EXCERPTED DATA:
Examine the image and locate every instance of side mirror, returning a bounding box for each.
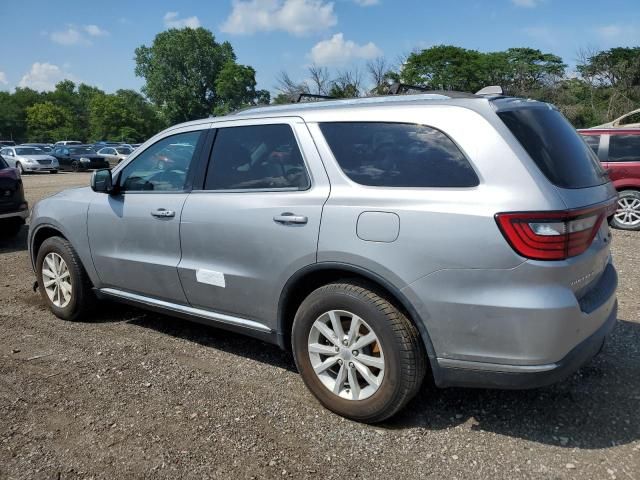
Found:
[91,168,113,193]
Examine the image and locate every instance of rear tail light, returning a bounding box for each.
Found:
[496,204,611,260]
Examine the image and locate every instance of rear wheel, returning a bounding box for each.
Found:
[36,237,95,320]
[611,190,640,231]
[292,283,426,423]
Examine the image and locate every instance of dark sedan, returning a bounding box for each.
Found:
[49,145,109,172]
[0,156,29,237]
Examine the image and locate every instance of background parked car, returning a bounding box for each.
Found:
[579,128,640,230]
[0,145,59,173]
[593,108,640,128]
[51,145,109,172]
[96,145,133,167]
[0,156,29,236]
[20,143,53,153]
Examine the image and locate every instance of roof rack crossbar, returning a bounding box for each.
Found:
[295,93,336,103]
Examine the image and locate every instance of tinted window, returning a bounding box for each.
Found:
...
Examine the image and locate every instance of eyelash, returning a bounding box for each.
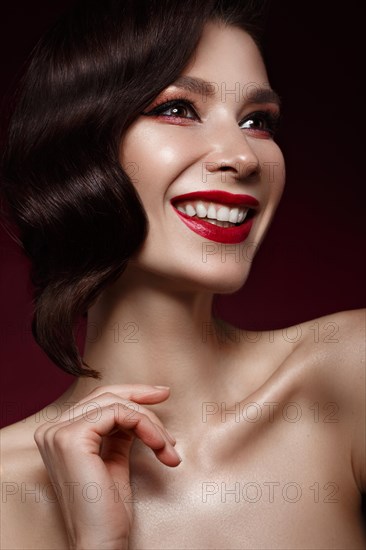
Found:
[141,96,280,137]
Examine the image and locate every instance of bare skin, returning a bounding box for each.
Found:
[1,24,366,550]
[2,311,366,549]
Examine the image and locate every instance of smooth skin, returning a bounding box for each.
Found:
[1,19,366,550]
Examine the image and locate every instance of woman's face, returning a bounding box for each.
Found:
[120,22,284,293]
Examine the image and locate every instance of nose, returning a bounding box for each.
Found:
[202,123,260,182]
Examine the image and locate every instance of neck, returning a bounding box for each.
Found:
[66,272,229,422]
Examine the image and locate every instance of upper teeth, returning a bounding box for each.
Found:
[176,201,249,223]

REQUIREMENTS: Rewrite the lines from the line with "Examine the image and locate every instance of side" to the line with "[0,156,29,237]", swapping "dark sedan" for "black sedan" and keeping everything else the same. Omit the pictures from your answer.

THE RESULT:
Examine the image and locate every instance of side mirror, returning a bounding box for each.
Found:
[91,168,113,193]
Examine the image and locate every instance of rear tail light, returning a bounding box for each.
Found:
[496,204,611,260]
Examine the image and locate every instance of rear wheel, returning a bounding box for each.
Found:
[36,237,95,320]
[611,190,640,231]
[292,283,426,423]
Examine the image and locate every instance of black sedan, returning a bounding box for each.
Found:
[49,145,109,172]
[0,156,29,237]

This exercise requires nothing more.